◆ Records to use
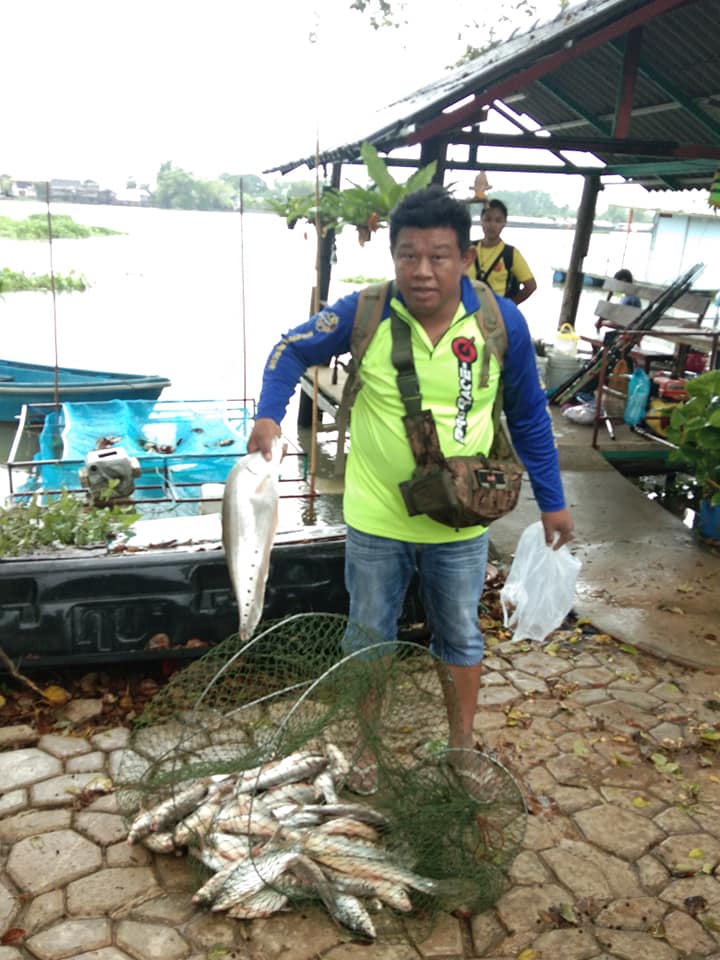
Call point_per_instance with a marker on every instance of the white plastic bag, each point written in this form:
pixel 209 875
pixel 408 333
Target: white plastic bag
pixel 539 590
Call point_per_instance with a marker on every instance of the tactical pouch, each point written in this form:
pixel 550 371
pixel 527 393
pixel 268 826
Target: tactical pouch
pixel 459 491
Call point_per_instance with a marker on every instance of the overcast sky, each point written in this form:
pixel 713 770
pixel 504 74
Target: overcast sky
pixel 106 90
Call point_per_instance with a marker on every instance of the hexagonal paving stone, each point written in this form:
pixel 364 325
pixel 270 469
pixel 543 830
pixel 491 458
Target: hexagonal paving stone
pixel 9 907
pixel 105 891
pixel 689 853
pixel 51 860
pixel 151 941
pixel 70 939
pixel 622 832
pixel 20 768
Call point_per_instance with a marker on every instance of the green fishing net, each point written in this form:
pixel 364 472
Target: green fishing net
pixel 456 817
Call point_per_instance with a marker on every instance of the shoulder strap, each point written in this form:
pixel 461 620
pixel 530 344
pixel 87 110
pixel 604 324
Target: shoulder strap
pixel 483 275
pixel 492 327
pixel 368 315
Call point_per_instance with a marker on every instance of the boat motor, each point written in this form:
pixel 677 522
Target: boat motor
pixel 108 474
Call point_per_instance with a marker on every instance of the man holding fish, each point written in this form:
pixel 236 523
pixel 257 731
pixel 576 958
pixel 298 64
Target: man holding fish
pixel 385 546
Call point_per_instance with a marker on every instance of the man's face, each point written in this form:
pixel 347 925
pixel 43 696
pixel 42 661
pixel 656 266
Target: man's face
pixel 493 222
pixel 428 269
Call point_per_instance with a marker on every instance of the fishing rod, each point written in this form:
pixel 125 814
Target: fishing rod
pixel 619 343
pixel 56 374
pixel 242 290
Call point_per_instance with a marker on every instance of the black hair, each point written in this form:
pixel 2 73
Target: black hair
pixel 496 205
pixel 431 207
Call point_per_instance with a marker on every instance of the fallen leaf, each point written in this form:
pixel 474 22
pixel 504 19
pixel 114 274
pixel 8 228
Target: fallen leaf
pixel 56 695
pixel 710 735
pixel 12 935
pixel 629 648
pixel 695 905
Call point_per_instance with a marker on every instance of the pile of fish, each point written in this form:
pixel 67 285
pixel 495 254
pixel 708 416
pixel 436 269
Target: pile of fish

◆ To do
Starting with the line containing "of the man's" and going on through the line containing "pixel 428 269", give those lines of the records as a Markdown table with the columns Row and Text. Number each line in Row, and leave out any blank lines.

◆ The answer
| Row | Text |
|---|---|
| 1 | Call point_per_instance with a marker on every instance of the man's face, each point written in this form: |
| 2 | pixel 347 925 |
| 3 | pixel 43 696 |
| 4 | pixel 42 661 |
| 5 | pixel 656 266 |
| 6 | Target: man's face |
| 7 | pixel 493 222 |
| 8 | pixel 428 269 |